From the line that includes "An agriculture drone captured the photo above. Locate any tree" to the last line of the records, inclusive, repeat each line exactly.

#### RECORDS SHOWN ####

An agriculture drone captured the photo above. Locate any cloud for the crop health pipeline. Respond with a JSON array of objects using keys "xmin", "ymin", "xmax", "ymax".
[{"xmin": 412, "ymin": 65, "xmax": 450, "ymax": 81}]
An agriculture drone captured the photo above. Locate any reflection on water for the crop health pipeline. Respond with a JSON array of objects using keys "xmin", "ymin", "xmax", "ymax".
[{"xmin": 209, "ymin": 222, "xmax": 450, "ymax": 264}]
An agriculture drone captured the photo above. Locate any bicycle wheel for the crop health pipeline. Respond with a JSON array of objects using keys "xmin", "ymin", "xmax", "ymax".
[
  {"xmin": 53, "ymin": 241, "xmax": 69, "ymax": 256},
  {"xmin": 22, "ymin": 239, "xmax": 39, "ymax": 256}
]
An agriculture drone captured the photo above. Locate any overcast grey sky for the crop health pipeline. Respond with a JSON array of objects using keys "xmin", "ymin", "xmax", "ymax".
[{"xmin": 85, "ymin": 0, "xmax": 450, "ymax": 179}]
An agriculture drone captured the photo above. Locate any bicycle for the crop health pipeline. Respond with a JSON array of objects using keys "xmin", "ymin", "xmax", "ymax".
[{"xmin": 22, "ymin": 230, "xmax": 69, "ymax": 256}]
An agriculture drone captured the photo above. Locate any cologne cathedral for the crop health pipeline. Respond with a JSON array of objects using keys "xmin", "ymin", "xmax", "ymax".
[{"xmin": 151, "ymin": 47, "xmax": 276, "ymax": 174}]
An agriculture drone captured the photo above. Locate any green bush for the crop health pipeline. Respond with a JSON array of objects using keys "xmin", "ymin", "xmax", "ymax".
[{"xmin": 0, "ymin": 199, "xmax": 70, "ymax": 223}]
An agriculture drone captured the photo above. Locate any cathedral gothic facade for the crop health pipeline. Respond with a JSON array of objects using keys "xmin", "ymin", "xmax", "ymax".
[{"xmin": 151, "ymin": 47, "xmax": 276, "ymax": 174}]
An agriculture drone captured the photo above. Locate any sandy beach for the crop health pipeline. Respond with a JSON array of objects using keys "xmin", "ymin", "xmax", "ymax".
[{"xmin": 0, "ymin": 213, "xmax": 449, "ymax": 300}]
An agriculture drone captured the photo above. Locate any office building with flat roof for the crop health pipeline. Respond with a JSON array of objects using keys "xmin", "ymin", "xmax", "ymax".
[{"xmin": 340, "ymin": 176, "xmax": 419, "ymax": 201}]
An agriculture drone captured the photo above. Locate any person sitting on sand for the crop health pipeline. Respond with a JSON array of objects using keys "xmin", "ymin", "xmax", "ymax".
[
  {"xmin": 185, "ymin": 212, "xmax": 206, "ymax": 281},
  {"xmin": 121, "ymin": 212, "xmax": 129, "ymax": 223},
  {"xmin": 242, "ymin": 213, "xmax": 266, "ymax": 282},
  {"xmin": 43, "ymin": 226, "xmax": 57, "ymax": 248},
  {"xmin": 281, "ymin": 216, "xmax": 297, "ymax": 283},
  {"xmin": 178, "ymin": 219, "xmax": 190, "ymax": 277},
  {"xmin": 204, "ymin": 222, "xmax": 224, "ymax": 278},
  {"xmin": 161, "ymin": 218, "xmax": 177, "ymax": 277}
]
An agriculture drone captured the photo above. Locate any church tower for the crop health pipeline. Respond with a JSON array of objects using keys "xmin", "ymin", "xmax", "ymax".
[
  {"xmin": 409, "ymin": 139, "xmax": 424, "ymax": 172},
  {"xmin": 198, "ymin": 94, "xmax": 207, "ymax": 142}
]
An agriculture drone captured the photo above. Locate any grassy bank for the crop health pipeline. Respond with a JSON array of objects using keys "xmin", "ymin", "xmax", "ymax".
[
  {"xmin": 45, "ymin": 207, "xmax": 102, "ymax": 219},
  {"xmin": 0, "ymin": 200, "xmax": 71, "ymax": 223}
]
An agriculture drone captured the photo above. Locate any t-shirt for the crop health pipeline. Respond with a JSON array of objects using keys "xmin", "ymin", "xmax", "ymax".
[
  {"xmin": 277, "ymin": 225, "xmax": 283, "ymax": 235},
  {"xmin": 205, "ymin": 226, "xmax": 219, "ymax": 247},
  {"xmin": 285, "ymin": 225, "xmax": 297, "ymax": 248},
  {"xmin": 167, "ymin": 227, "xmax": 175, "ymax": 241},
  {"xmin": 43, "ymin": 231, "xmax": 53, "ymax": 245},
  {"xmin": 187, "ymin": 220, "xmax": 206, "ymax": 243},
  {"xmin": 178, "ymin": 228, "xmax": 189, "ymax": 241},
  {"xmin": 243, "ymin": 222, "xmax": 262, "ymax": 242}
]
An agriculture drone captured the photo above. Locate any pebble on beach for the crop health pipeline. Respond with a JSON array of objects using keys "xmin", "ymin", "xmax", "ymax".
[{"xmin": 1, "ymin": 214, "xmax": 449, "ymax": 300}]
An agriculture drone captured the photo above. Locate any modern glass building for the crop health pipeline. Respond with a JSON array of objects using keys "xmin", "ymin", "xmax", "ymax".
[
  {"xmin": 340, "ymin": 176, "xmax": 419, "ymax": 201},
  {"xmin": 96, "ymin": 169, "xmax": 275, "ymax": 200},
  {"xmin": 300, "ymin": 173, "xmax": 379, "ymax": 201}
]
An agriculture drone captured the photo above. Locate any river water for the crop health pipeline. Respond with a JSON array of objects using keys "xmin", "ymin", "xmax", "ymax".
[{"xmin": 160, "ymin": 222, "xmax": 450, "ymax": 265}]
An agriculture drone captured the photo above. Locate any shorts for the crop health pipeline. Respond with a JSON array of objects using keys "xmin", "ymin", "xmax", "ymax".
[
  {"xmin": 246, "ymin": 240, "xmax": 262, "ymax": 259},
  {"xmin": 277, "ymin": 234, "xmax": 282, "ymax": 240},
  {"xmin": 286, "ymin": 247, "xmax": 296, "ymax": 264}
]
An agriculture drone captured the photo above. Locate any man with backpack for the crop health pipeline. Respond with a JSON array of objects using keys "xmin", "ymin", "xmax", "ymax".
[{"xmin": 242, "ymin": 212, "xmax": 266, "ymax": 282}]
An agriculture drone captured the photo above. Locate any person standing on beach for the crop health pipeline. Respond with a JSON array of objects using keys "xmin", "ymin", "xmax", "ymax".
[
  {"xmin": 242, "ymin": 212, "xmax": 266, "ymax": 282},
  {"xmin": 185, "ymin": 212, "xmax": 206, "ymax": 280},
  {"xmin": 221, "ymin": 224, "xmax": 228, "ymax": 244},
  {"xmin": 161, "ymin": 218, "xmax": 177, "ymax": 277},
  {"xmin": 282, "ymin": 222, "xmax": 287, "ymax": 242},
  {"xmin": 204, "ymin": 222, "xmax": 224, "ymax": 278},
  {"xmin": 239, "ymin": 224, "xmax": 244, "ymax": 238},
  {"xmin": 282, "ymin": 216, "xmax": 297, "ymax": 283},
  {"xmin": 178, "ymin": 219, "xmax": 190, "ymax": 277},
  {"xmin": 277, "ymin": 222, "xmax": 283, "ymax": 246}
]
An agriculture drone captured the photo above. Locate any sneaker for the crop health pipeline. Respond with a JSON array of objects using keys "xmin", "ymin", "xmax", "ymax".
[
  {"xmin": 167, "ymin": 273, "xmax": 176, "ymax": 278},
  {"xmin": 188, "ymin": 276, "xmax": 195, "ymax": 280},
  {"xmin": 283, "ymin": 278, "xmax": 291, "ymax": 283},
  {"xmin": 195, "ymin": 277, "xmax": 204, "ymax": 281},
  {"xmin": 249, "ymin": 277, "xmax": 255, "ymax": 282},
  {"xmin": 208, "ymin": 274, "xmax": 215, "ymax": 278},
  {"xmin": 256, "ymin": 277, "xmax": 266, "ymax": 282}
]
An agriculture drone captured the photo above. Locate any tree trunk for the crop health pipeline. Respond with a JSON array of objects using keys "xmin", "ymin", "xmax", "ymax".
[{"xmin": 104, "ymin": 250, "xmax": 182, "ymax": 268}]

####

**WORKED SOLUTION:**
An agriculture drone captured the photo above. Locate any tree trunk for the crop health pipeline. Respond with a JSON array of objects using keys "xmin", "ymin", "xmax", "ymax".
[{"xmin": 104, "ymin": 250, "xmax": 182, "ymax": 268}]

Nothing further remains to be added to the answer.